● **AVAILABLE RECORDS**
-- START --
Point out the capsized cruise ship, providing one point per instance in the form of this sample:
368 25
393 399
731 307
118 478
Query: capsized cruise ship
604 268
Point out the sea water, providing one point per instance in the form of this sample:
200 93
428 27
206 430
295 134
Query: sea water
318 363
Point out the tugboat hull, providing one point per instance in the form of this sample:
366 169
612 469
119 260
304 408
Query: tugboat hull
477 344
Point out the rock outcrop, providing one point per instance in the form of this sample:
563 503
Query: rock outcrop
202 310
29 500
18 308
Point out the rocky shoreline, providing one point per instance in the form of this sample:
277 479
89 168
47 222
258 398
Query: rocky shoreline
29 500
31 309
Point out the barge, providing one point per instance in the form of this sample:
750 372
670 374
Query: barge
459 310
-- END --
● **PROBLEM TO SOLVE**
Transcribe all of the material above line by line, keeping every word, number and line break unchanged.

● **COMPLETE ANSWER**
Point out the capsized cruise ship, providing one point per instance in the form of this sample:
368 25
393 399
731 307
118 478
Query: capsized cruise ship
604 268
Point out the sea water, providing one point per instance in the form of this sample:
200 93
428 27
206 430
295 134
Query: sea water
318 363
Point out the tugboat hull, providing one point per instance in the form of this sample:
366 169
612 469
119 260
304 408
Query: tugboat hull
477 344
Point out the rock outcrop, providing one point per instance in the form of this sample:
563 503
Query: rock outcrop
202 310
29 500
18 308
Point out the rocky shoreline, providing one point per instance in the form of this sample:
277 479
89 168
47 222
258 398
Query: rocky shoreline
29 500
31 309
Point out the barge, providing one point per instance in the form of this sample:
750 372
670 374
Query: barge
459 310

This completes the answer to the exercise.